--- Task to carry out ---
Transcribe the data below exactly, but only from the line containing "Can you find the leaded" through its final line, both included.

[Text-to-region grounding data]
------------------------
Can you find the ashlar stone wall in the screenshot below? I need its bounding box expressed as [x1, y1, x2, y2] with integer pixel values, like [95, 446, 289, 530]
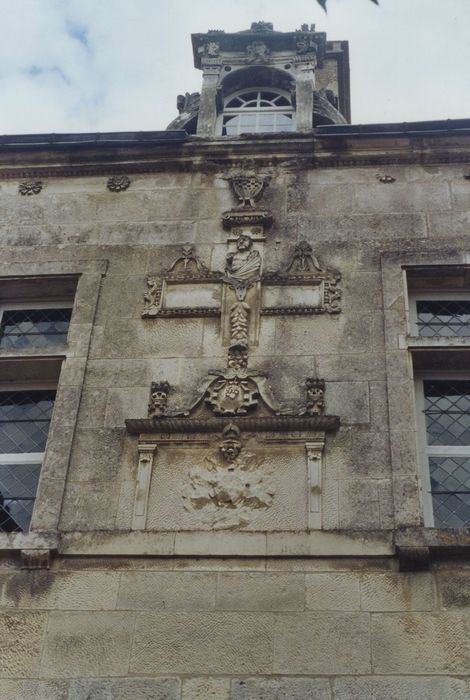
[0, 557, 469, 698]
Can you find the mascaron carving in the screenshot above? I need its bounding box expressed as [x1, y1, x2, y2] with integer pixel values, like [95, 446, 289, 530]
[19, 180, 42, 196]
[107, 175, 131, 192]
[182, 424, 274, 529]
[148, 382, 170, 418]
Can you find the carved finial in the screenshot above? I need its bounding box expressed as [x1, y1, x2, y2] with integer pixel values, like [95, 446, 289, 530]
[107, 175, 131, 192]
[304, 378, 325, 416]
[229, 174, 270, 207]
[250, 21, 273, 32]
[148, 382, 171, 418]
[18, 180, 42, 196]
[286, 241, 323, 273]
[219, 423, 242, 462]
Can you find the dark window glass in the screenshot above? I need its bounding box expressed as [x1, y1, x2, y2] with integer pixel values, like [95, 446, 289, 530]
[0, 390, 55, 532]
[416, 300, 470, 337]
[424, 380, 470, 446]
[0, 463, 41, 532]
[0, 308, 72, 349]
[0, 390, 56, 454]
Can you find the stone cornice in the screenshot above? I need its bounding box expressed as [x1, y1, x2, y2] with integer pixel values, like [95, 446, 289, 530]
[1, 129, 470, 179]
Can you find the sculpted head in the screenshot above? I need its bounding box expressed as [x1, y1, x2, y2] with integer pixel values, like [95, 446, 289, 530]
[236, 234, 253, 252]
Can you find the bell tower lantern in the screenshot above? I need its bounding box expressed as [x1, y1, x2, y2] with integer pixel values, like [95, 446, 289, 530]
[167, 22, 350, 136]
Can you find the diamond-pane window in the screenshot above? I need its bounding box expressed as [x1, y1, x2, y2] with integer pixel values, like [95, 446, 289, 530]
[422, 380, 470, 527]
[0, 307, 72, 349]
[416, 300, 470, 337]
[0, 390, 55, 532]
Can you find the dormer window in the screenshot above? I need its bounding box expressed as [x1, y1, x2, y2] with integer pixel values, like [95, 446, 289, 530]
[220, 89, 295, 136]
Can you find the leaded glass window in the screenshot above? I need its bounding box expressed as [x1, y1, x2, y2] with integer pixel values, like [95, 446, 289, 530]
[416, 300, 470, 337]
[0, 390, 55, 532]
[0, 307, 72, 349]
[221, 89, 295, 136]
[422, 380, 470, 527]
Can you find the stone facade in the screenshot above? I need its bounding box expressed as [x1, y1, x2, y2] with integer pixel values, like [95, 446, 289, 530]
[0, 22, 469, 700]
------------------------
--- Result below ---
Can you find the leaded glass window in the screenshot above? I need its bounding box expressed as [x1, y1, x2, y2] with integer pixel values, like [95, 446, 289, 530]
[416, 300, 470, 337]
[0, 390, 55, 532]
[0, 307, 72, 349]
[221, 89, 295, 136]
[422, 380, 470, 527]
Can you find the stone facade in the screenshot above? I need its bounding box expressed as [x1, y1, x2, y2] with integer pixel values, like [95, 446, 289, 530]
[0, 22, 469, 700]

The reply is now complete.